▶ [EXCERPTED TEXT]:
+-------+
‘The Ultimatum’ Is Pure Emotional Torture, And That’s Okay!

Let's dispense with the reality TV self-help bullshit.

EntertainmentTV
‘The Ultimatum’ Is Pure Emotional Torture, And That’s Okay!
Image:lana Panich-Linsman/Netflix

Aside from popping into the premiere episode of Love Is Blind to let us know that he was “obviously” Nick Lachey, the 98 Degrees crooner and his wife, model and TV host Vanessa Lachey, didn’t really do a ton of lifting as far as hosting duties go. But the couple plays a larger role in hosting their latest Netflix reality series, The Ultimatum: Marry or Move On. The new show offers yet another entertainingly experimental approach to finding love, one that the hosts and contestants insist is about emotional growth, and strengthening relationships. To which I say: Can we kindly cut the crap?

If watching people get engaged to someone they’ve never laid eyes on felt wild, The Ultimatum makes Love Is Blind seem positively tame. The series features six couples, and one member of each pair has issued their partner the ultimatum that gives the show its title: They either want to get engaged or call it quits. Before deciding on a path forward, the couples swap partners with the other couples and live together in their new pairings for three-week “trial marriages” to see if the grass is really greener on the other side.
+-------+
▶ [EXERCISE SET]:
**1)** List every person named in the article about The Ultimatum, including anyone credited with an image.
**2)** Pick up the article about The Ultimatum after its final sentence and keep it going.
The material that follows can be set aside.
+-------+
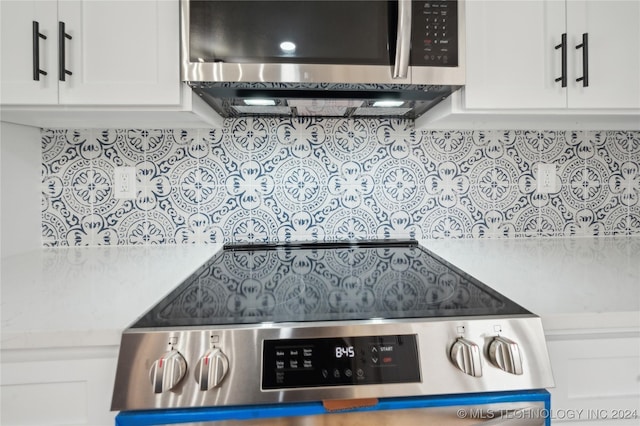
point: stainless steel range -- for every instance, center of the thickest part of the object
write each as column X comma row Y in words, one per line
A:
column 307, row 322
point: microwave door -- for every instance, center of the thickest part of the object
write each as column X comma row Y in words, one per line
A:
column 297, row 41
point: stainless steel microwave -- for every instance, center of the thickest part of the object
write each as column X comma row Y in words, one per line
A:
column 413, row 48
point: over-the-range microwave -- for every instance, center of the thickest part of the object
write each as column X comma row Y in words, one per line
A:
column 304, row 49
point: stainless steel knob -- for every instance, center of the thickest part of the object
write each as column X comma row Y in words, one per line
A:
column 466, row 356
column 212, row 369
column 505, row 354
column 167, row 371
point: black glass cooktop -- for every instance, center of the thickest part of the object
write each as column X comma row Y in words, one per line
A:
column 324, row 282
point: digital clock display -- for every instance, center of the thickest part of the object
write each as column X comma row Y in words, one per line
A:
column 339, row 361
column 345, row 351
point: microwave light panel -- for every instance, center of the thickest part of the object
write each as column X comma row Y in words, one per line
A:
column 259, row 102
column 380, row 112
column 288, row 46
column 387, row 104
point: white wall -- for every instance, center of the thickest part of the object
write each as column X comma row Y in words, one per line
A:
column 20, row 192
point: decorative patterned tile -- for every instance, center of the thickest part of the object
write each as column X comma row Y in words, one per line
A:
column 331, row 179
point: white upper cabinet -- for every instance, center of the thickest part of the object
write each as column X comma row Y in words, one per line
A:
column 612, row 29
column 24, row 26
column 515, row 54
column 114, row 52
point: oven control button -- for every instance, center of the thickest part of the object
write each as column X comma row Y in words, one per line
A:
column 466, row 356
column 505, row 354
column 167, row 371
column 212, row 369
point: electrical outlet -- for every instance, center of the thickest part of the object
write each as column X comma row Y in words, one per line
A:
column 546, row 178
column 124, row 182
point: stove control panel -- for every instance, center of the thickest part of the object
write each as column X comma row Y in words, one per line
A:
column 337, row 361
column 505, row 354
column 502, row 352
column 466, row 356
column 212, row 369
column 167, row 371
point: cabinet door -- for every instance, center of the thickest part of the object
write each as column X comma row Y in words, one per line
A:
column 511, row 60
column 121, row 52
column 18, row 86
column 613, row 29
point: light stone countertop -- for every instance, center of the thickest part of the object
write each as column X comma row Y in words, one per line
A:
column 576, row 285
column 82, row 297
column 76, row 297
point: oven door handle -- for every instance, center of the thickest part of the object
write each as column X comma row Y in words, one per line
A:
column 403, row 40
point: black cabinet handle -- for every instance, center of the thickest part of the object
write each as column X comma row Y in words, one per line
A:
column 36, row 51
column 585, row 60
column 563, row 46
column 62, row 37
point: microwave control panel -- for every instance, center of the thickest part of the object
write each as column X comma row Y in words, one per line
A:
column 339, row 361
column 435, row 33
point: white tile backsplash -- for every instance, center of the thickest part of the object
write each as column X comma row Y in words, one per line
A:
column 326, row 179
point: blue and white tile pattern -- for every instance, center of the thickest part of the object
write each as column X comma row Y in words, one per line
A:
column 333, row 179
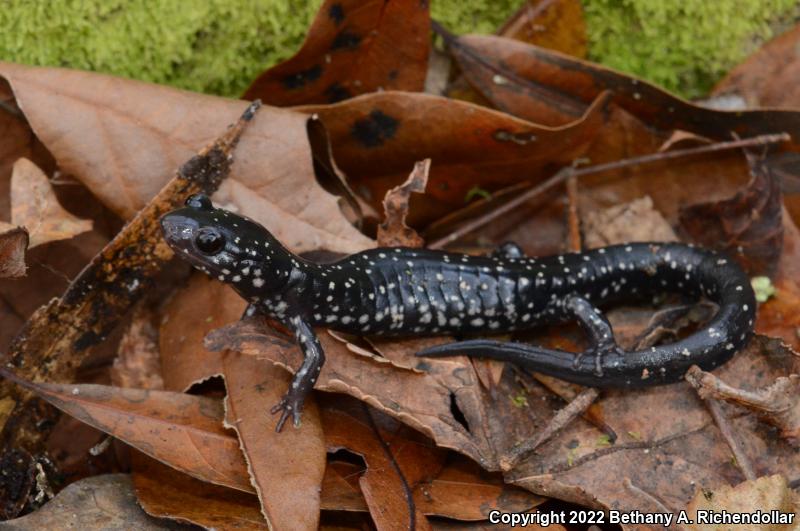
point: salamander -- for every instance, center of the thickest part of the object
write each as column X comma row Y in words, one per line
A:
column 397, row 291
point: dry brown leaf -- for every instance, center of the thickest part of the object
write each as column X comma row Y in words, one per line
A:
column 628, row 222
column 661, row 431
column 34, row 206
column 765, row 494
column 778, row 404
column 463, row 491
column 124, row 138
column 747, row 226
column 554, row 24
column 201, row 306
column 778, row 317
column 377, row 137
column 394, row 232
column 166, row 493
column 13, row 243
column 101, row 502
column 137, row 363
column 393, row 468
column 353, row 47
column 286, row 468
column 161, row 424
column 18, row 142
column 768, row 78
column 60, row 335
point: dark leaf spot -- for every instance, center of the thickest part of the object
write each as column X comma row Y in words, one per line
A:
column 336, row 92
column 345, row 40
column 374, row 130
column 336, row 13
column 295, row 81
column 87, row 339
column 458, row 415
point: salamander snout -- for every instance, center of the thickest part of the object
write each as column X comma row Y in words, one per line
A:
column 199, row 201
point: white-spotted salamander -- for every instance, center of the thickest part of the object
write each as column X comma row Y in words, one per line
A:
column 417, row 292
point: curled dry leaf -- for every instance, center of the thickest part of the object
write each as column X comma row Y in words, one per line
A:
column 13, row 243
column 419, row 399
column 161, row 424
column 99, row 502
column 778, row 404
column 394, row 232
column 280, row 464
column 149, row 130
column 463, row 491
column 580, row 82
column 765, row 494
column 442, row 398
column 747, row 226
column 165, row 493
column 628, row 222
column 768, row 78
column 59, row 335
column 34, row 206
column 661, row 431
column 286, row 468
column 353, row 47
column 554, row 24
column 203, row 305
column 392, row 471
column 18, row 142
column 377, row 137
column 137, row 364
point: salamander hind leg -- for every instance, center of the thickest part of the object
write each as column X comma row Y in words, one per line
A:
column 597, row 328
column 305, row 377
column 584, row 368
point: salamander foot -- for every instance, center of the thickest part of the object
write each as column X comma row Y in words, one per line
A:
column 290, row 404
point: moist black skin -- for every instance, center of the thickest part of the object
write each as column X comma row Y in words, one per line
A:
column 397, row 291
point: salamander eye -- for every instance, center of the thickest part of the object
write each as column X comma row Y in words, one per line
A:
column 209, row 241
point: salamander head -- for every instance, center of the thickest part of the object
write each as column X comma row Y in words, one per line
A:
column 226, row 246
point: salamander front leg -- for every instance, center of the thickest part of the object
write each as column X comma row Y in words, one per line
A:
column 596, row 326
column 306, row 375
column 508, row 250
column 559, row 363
+-------+
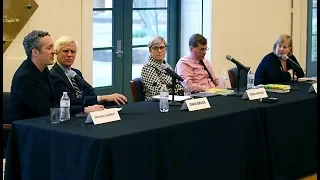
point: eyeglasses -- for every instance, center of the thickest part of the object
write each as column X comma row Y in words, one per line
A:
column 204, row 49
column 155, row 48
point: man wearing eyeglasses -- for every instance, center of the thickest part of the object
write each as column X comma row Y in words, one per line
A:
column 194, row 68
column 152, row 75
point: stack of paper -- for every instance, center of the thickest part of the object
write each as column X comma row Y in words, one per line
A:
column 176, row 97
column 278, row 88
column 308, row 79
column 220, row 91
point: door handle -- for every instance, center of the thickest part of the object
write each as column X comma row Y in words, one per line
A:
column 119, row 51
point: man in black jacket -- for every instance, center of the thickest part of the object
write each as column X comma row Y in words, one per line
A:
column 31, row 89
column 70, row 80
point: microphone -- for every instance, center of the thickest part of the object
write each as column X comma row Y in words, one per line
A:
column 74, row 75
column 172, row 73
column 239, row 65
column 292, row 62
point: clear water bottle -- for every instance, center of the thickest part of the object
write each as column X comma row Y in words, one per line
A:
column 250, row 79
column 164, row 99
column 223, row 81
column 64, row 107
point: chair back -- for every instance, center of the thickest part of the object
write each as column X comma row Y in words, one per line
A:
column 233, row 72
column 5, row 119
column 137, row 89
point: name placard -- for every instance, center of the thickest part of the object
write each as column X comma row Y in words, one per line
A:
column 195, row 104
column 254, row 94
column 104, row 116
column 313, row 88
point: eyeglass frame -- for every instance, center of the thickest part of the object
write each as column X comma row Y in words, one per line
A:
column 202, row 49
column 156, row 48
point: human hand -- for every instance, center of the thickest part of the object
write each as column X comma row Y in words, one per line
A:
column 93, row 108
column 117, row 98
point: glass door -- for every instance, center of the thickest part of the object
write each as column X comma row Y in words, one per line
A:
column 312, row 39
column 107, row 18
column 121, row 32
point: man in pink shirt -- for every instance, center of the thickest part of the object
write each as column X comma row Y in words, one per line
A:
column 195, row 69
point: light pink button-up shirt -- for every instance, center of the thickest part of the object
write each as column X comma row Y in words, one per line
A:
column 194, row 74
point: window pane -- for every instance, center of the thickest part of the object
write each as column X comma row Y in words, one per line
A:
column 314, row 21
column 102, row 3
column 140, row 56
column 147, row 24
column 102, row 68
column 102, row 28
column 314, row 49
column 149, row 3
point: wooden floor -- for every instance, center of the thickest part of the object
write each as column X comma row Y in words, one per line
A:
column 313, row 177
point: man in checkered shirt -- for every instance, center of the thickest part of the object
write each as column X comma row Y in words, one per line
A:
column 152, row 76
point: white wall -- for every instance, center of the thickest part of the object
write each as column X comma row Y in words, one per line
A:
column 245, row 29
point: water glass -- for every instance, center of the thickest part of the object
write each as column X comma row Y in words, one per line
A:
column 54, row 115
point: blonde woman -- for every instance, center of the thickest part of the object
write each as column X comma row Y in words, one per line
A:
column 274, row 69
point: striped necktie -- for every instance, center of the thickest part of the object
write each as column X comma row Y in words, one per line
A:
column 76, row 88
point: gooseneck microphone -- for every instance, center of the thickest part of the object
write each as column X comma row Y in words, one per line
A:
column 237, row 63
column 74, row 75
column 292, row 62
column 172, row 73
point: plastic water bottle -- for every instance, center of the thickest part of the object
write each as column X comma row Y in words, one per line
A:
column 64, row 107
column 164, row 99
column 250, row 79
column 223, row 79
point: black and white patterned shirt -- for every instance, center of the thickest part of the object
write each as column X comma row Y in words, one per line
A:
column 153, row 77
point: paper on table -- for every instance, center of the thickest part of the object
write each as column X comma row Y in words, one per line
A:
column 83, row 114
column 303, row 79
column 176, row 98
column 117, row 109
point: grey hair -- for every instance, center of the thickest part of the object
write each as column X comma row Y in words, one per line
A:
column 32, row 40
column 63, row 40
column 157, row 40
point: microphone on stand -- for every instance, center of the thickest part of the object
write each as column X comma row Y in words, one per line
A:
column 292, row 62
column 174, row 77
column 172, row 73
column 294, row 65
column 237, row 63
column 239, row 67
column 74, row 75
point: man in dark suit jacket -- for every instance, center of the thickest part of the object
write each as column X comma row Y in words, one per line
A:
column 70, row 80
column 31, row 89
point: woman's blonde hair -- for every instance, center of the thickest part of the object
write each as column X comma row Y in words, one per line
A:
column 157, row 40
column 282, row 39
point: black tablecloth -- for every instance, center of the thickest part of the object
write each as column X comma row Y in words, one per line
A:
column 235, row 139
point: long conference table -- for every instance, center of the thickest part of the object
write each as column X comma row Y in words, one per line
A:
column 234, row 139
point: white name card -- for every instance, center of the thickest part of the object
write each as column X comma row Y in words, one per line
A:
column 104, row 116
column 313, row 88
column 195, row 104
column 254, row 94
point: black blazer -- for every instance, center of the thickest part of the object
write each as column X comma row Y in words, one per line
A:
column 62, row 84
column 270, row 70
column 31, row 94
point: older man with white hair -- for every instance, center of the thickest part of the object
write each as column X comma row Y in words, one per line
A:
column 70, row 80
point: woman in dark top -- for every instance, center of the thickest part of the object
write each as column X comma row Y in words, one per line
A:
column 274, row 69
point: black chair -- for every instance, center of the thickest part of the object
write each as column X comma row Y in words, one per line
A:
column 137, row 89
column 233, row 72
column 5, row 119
+-------+
▶ [RESPONSES FOR EACH TASK]:
**1)** Nick Lachey, Vanessa Lachey, lana Panich-Linsman

**2)**
“Psychologists agree an ultimatum is not a good way to get someone else to do what you want,” Lachey tells contestants early on, “but it is the best way to get you the answers you need on a timetable you can live with.” I am not a medical practitioner, but I’d truly be surprised if there’s a psychologist on this planet who thinks that participating in this or any other dating show is an advisable way to build a healthy relationship.

What makes the show deeply watchable is the fact that Netflix doesn’t allow the cast to date new people while keeping their original partners at a respectable distance, which makes for some pretty nightmarish scenarios. Imagine watching your partner of multiple years dating someone else while you sit on the other side of the room. Imagine going on a girls’ night out with acquaintances, only to have another woman remark that your boyfriend gets boners during their bedtime cuddles. Please shout if any of this sounds like the building blocks of the type of healthy, monogamous relationships the show is purportedly designed to build.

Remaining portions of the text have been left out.